(The data begins)

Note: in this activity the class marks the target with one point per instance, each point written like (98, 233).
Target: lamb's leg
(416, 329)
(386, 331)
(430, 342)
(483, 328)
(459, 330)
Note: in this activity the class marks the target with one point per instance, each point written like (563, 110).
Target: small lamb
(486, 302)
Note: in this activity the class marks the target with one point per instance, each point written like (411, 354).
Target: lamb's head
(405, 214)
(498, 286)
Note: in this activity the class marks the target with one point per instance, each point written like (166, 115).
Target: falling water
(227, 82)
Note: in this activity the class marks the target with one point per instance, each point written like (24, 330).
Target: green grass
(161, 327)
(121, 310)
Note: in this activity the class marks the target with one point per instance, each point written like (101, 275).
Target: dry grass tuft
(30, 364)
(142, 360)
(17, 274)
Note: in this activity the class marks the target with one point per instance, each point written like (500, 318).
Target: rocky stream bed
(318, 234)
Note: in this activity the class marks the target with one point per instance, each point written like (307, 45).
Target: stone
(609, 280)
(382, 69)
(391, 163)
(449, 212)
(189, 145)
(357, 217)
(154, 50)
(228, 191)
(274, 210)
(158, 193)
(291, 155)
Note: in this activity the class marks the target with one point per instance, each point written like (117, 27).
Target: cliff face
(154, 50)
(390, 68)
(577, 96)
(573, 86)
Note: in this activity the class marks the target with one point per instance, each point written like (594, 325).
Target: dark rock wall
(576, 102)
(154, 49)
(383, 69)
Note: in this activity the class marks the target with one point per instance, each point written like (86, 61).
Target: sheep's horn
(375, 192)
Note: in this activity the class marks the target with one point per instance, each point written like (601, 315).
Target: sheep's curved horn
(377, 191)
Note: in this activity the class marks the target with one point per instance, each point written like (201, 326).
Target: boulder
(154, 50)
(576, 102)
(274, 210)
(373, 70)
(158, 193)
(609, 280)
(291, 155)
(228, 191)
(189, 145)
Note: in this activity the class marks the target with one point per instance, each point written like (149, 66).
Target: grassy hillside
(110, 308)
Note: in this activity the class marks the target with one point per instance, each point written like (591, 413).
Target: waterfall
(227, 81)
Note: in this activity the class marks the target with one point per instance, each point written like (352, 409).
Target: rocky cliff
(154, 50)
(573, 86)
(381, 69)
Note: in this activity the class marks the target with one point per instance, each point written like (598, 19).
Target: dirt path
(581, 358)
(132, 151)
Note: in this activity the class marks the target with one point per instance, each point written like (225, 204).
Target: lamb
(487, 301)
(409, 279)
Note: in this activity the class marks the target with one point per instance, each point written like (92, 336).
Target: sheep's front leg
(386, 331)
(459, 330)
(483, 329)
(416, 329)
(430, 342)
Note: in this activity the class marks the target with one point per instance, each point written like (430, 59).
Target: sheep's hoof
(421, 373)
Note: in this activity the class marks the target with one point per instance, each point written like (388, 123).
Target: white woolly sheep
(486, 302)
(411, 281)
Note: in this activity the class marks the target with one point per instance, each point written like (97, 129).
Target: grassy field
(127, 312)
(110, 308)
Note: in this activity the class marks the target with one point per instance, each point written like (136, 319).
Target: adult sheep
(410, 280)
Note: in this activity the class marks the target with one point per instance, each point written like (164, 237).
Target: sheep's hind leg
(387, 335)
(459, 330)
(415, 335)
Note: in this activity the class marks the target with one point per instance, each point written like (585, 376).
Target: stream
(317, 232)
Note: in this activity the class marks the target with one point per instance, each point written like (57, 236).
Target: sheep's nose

(The data ends)

### What you have to do:
Look through the data above and return exactly the lines from the one that contains "like (411, 354)." to the one that contains "like (500, 318).", inclusive, with nothing else.

### Answer to this task:
Note: in this activity the class marks the target with one point per instance, each point written like (411, 354).
Target: lamb's head
(405, 214)
(498, 286)
Note: in this activity the class marks the target with one point per instance, each point written like (166, 115).
Target: falling water
(227, 82)
Note: in this activity the class marks the target with one point per instance, each point written like (24, 330).
Target: green grass
(161, 327)
(121, 310)
Note: in this activity the class marks the target with one point per instance, each point written like (101, 275).
Target: dry grass tuft
(30, 364)
(142, 360)
(17, 274)
Note: in this activity the class marks the target with one point per instance, each point written like (500, 318).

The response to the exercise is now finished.